Did I enjoy not being able to leave home for more than eight weeks? No.

But, this Proverb tells us we can choose between liking instruction and knowledge—which is wise—and hating reproof (correction) and being a brute.

What is this instruction we’re supposed to enjoy? Godly instruction.

Do we bristle when God tells us what to do? If so, we might want to discontinue reading this chapter, because, trust me, it is full of instruction.

Do we hate being told we’re wrong? Yes. But, this is God’s discipline, not just anybody’s criticism.

Should we care what God thinks? Of course.

Verses 2 and 3 present a good man. He has God’s favor and is rooted in righteousness. Sounds like Psalm 1 to me: And he shall be like a tree planted by the rivers of water, that bringeth forth his fruit in his season; his leaf also shall not wither; and whatsoever he doeth shall prosper (Psalm 1:3).

For the Christian, rooting and grounding looks like this: That Christ may dwell in your hearts by faith; that ye, being rooted and grounded in love, May be able to comprehend with all saints what is the breadth, and length, and depth, and height; And to know the love of Christ, which passeth knowledge, that ye might be filled with all the fulness of God (Ephesians 3:17-19). See how this instruction and knowledge bear themselves out in manifestations of God’s love?

Verses 2 and 3 also address the bad man—wicked—who suffers from his own devices.

Verse 4 turns to women. A virtuous woman is a crown to her husband. What an image! You can just see the guy, his head held high. He has a wife who loves him, believes in him, helps him, and makes sure he succeeds. She’s his crown. Gold, perhaps? For sure, she’s precious and valuable. She makes him proud.

The bad wifeshe that maketh ashamedis as rottenness in his bones. The Greek word for “rottenness” means riddled with termite holes. This guy is literally weakened and ruined by his wife. Sad, indeed!

Wives, would you rather be a gleaming crown or a termite? You choose.

In verses 5 through 9, we see the contrasts between the thoughts and actions of righteous people—those who care what God thinks—and wicked persons.

★ ★ ★ ★

**SHORT TASK 1:** Which rows contain the string "light"? Filter them out and copy each one in full.
The Proverbs commentary and the rows that come next are unrelated material.

★ ★ ★ ★

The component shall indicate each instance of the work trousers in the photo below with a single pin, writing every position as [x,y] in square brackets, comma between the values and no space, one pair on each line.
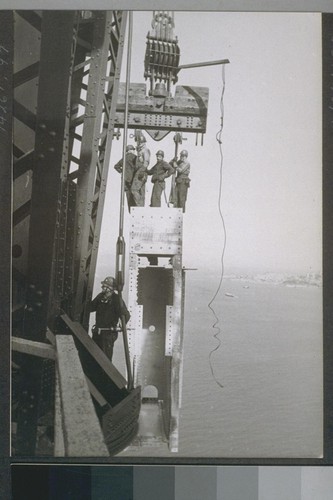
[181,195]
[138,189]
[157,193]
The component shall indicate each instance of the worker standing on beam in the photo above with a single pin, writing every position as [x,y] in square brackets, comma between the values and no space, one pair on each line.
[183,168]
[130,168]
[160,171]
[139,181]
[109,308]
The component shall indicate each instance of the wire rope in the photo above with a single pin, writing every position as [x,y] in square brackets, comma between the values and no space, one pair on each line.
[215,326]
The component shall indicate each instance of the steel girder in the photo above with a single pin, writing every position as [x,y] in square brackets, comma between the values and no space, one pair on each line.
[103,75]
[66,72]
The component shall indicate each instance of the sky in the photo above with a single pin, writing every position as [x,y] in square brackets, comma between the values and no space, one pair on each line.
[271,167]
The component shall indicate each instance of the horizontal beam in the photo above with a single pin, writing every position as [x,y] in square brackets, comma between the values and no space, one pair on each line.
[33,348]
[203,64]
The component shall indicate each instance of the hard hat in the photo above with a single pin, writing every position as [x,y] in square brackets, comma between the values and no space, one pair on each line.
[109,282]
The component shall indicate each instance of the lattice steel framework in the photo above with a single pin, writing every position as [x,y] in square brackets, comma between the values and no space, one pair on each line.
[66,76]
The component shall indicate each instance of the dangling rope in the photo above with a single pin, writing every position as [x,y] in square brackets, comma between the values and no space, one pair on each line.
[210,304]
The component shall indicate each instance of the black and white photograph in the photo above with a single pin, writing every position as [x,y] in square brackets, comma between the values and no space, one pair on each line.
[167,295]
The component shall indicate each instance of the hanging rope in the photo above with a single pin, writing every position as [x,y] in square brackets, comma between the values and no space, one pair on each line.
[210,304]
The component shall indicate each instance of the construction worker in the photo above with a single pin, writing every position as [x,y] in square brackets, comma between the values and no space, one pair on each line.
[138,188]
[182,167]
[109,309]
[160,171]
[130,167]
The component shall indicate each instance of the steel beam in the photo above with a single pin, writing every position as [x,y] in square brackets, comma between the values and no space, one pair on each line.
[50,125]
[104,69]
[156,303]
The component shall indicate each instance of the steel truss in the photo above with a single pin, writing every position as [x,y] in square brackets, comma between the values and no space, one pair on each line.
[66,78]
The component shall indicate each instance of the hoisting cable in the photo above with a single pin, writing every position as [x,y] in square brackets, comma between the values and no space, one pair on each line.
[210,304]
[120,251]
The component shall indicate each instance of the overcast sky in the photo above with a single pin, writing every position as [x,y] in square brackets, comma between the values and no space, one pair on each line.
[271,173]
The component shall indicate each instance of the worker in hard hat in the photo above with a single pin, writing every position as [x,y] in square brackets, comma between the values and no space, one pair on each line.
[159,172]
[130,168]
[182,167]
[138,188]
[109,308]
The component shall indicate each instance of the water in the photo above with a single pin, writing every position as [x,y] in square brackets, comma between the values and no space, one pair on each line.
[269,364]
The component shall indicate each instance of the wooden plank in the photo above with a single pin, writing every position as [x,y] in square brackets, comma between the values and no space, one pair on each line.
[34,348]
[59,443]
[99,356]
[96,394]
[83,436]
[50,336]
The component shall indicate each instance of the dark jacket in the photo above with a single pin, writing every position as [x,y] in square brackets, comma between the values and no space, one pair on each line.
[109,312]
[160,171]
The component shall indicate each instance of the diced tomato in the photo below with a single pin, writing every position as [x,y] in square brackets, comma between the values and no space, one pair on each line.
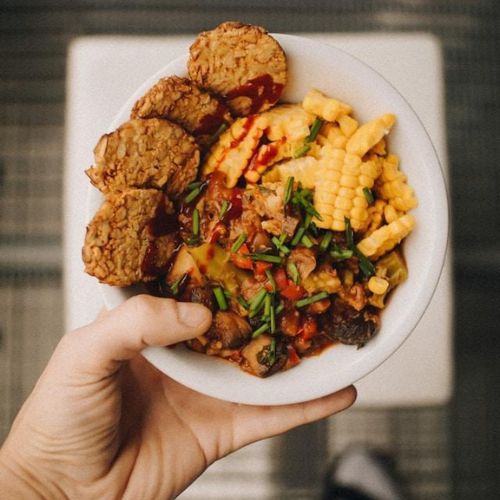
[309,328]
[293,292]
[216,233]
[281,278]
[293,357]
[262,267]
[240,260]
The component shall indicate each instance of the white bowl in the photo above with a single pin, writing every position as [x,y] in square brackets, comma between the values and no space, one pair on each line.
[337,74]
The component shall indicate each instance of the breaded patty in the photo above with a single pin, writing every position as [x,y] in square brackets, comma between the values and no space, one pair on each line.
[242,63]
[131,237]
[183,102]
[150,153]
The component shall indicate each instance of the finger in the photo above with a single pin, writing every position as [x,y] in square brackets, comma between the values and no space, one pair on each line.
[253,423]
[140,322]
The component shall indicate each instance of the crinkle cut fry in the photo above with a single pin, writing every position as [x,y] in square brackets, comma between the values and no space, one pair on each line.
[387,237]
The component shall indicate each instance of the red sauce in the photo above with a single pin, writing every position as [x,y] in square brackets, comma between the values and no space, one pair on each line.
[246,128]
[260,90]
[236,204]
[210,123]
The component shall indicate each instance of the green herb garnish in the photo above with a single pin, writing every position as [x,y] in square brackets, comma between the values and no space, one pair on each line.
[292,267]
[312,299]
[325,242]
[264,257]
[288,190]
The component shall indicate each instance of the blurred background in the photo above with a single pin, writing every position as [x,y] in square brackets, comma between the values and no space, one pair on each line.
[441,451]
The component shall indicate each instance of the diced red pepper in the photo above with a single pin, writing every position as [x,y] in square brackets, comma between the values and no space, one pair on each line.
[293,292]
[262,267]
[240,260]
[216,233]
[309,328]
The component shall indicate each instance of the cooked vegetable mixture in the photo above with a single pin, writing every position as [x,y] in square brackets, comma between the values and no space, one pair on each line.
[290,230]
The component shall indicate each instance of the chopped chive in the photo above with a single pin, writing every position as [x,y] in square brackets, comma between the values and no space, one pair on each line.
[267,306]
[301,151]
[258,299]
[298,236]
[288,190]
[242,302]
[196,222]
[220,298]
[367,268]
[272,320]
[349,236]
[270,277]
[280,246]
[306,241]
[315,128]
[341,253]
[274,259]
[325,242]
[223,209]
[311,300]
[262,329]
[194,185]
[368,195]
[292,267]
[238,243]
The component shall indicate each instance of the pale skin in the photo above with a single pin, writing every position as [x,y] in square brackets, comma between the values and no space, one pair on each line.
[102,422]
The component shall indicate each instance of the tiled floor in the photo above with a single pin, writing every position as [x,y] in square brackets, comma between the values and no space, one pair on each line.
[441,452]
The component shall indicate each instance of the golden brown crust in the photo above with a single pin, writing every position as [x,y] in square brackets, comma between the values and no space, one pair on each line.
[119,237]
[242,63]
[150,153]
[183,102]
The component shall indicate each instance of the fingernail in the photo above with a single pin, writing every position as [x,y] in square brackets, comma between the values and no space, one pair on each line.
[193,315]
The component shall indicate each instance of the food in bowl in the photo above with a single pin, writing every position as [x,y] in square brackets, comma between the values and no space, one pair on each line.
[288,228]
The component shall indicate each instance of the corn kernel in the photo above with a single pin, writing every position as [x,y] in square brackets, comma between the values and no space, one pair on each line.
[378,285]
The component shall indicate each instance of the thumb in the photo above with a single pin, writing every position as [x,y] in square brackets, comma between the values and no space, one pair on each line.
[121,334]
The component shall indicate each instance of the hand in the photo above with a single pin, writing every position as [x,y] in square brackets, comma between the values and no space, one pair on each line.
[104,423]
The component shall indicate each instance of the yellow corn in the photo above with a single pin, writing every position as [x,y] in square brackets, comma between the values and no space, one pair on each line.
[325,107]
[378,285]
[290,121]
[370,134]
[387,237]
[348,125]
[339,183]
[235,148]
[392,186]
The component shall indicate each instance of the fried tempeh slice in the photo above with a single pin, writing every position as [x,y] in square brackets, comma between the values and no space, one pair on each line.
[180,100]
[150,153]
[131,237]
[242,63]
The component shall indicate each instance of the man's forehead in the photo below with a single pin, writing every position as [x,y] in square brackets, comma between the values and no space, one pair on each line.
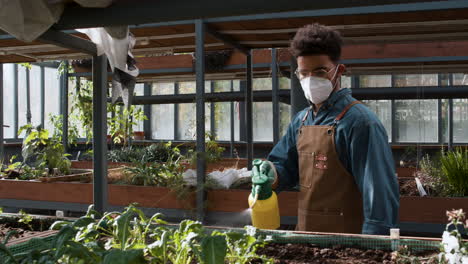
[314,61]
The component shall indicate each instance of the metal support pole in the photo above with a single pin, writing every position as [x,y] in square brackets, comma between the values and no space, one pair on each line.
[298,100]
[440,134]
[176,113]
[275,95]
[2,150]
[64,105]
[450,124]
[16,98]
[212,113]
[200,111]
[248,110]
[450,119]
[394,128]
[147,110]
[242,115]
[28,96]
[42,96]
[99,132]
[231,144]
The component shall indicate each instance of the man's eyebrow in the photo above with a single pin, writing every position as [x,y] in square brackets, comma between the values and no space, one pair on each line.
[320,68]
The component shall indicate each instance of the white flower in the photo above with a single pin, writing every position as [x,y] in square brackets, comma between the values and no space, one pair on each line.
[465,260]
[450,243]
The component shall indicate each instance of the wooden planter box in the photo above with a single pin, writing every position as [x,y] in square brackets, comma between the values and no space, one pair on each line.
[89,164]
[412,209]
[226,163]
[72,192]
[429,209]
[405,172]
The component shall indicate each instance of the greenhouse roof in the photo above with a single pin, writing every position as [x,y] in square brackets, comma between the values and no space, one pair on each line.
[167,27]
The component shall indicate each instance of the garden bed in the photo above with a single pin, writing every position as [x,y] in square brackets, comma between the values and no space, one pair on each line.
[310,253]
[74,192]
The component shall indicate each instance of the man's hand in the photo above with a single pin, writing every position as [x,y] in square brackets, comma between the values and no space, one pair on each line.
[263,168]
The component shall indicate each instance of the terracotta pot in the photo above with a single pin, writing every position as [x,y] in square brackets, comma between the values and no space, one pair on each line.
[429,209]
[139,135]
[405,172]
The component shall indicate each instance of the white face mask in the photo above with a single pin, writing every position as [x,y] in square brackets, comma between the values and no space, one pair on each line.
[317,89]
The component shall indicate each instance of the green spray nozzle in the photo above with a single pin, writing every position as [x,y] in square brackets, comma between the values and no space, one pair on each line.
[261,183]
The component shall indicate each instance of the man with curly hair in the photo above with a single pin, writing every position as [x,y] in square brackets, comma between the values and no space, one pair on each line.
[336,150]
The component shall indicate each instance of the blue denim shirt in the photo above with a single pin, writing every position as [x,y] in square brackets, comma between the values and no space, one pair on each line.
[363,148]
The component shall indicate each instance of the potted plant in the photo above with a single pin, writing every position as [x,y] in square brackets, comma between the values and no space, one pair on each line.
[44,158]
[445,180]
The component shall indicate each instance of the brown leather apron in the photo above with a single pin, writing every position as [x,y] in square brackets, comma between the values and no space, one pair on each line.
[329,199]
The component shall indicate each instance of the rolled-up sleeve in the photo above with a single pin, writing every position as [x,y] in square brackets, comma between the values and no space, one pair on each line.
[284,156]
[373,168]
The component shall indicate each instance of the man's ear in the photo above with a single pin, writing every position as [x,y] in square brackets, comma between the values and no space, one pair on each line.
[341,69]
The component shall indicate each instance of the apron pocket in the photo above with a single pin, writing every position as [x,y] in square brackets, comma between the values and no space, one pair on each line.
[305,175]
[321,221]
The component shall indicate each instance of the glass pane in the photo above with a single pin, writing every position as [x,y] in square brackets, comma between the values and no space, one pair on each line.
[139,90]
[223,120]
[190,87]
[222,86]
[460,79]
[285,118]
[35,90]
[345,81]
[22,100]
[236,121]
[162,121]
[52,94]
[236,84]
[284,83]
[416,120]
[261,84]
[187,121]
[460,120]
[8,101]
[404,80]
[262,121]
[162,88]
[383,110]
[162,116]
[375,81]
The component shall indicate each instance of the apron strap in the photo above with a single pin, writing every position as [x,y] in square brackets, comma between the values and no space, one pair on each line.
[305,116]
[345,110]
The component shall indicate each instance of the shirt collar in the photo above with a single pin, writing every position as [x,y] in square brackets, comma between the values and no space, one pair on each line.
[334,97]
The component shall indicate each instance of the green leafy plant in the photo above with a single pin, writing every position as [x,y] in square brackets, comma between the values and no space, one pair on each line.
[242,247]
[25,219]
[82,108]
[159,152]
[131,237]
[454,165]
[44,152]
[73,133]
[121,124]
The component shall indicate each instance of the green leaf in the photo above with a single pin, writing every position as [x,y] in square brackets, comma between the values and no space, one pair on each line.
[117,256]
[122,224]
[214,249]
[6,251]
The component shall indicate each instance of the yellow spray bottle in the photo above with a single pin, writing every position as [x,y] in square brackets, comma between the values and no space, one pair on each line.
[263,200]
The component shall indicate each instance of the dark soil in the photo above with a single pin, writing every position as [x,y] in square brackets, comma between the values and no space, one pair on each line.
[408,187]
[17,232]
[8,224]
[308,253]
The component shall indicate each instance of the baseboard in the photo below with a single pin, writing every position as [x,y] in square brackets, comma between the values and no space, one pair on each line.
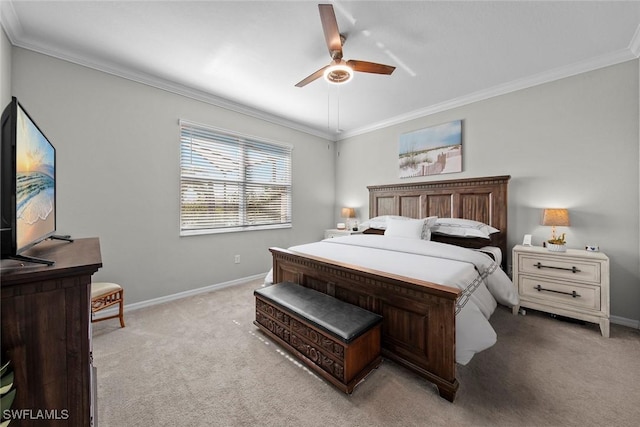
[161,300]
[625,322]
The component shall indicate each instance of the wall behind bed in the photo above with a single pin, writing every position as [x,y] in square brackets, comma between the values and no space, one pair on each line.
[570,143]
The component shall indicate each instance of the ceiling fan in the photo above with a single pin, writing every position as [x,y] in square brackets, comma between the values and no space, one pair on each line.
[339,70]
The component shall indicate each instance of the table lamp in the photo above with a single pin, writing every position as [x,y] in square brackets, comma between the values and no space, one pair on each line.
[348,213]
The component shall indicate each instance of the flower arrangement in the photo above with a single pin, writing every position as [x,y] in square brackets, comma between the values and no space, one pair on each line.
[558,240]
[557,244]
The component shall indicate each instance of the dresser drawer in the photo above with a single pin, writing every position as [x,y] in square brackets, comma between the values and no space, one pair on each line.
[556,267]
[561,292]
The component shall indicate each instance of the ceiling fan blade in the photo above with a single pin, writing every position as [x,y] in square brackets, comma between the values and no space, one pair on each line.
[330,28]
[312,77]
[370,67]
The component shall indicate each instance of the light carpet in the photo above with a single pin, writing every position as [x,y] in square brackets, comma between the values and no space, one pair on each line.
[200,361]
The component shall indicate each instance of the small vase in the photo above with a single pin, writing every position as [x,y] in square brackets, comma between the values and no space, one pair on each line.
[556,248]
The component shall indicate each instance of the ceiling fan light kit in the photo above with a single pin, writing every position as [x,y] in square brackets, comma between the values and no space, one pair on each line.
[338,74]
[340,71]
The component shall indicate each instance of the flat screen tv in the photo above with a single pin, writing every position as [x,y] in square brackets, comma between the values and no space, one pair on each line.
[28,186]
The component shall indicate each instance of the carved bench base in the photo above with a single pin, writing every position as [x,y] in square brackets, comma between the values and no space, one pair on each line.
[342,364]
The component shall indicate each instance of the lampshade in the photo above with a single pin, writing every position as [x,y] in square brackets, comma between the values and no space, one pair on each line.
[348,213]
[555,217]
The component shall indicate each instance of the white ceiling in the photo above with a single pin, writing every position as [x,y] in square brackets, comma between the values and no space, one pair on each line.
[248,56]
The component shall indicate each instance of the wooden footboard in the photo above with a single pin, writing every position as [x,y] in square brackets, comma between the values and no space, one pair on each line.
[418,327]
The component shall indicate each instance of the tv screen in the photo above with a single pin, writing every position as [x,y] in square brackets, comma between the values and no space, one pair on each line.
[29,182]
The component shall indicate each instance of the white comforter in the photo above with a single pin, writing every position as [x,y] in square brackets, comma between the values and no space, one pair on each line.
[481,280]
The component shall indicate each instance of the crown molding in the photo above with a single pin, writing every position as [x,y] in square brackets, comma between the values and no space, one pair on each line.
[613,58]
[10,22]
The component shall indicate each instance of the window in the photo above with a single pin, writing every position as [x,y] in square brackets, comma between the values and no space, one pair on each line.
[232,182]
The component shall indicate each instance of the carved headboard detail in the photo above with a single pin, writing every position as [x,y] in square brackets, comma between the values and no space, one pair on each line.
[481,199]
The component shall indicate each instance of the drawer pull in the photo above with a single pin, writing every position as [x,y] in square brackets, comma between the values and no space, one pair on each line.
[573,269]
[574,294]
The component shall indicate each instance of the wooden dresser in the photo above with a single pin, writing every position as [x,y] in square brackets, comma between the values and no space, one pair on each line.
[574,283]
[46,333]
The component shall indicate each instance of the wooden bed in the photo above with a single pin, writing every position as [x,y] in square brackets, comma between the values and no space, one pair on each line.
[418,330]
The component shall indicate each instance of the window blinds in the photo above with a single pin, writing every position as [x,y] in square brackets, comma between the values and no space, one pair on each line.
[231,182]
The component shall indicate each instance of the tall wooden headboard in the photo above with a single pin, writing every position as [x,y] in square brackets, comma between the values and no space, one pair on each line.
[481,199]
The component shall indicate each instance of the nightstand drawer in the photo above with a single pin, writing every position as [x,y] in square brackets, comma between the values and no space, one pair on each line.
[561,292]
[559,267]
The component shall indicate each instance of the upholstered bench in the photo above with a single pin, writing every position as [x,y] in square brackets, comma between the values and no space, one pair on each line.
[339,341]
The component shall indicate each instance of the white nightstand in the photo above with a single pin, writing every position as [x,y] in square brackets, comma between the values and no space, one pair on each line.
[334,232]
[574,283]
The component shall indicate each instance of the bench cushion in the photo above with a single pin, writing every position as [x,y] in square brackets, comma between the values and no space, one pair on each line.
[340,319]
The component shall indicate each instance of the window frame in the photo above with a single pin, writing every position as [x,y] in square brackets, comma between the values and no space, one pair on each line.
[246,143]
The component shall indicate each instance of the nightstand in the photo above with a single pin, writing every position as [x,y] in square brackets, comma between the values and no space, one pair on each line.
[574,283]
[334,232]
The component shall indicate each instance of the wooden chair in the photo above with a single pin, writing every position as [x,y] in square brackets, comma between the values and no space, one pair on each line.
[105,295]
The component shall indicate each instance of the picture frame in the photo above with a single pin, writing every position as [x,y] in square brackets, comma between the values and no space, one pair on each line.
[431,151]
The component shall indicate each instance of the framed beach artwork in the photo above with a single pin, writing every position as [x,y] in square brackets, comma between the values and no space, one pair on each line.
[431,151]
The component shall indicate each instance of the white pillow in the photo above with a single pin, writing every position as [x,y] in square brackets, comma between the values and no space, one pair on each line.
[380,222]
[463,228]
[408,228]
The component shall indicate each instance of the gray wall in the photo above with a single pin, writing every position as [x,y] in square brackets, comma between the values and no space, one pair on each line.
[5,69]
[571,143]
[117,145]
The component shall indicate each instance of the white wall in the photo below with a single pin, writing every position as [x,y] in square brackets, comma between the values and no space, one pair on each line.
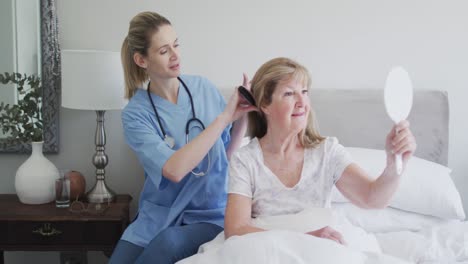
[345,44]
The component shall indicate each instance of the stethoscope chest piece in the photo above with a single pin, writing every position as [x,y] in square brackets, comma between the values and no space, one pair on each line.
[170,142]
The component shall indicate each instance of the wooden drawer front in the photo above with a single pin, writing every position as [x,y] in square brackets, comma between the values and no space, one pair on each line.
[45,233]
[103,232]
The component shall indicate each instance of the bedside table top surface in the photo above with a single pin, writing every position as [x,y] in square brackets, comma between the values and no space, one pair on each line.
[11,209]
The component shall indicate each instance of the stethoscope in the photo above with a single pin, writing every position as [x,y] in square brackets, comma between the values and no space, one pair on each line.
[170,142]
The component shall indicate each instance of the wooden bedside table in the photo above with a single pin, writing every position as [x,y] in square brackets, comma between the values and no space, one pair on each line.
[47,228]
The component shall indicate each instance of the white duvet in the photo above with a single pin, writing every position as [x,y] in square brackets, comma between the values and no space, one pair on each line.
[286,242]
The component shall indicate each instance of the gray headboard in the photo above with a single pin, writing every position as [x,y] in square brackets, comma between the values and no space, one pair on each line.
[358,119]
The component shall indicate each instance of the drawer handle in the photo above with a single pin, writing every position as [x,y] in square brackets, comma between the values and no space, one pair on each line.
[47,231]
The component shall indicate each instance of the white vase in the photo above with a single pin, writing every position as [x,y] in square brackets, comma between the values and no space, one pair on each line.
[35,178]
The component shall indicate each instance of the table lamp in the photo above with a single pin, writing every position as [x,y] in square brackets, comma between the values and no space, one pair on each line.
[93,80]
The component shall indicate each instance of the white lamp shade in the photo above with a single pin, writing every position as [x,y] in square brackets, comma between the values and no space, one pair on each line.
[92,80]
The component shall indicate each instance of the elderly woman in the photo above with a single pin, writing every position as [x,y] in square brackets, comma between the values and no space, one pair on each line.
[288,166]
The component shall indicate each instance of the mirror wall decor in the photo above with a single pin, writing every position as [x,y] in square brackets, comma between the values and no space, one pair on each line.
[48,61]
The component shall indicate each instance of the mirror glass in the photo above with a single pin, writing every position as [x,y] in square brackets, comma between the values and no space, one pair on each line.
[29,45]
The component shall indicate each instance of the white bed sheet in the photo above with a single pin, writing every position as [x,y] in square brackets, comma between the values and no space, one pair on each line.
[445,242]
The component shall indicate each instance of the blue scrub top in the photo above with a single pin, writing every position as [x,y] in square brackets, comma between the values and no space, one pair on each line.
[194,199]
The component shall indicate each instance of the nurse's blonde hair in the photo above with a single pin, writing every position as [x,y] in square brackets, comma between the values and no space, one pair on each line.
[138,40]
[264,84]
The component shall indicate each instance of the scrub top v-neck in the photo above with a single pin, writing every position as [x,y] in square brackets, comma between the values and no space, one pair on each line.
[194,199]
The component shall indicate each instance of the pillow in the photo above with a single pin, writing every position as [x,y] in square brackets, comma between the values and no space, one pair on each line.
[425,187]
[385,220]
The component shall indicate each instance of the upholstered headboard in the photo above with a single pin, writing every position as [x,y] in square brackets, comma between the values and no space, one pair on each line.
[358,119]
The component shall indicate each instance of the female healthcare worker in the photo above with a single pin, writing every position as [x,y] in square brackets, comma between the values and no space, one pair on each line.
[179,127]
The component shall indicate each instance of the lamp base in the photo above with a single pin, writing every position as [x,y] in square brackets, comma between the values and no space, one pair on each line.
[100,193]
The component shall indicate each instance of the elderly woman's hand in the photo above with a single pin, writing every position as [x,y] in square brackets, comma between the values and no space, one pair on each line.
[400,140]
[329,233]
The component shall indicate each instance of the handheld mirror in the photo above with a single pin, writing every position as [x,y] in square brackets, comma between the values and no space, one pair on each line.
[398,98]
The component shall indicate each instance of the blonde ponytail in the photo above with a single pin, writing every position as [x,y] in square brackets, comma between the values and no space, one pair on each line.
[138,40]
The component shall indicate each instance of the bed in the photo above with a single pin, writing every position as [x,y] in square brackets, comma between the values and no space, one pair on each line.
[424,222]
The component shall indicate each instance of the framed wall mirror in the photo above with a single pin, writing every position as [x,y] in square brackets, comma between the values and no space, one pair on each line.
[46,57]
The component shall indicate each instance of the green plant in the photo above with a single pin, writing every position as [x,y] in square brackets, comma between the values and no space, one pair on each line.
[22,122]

★ ★ ★ ★

**SHORT TASK 2:** To which psalm does the Proverbs commentary liken the good man of verses 2 and 3?

**FULL SOLUTION 1:**
The component shall indicate each instance of the light carpet in the photo above with a single pin, writing every position as [x,y] in square brackets, comma between the values and no space, one pair on each line.
The component shall indicate each instance of the ceiling fan light kit in the photo above with a single pin, writing every position as [x,y] in square brackets, comma between the values and no space, one pair on each line.

**FULL SOLUTION 2:** Psalm 1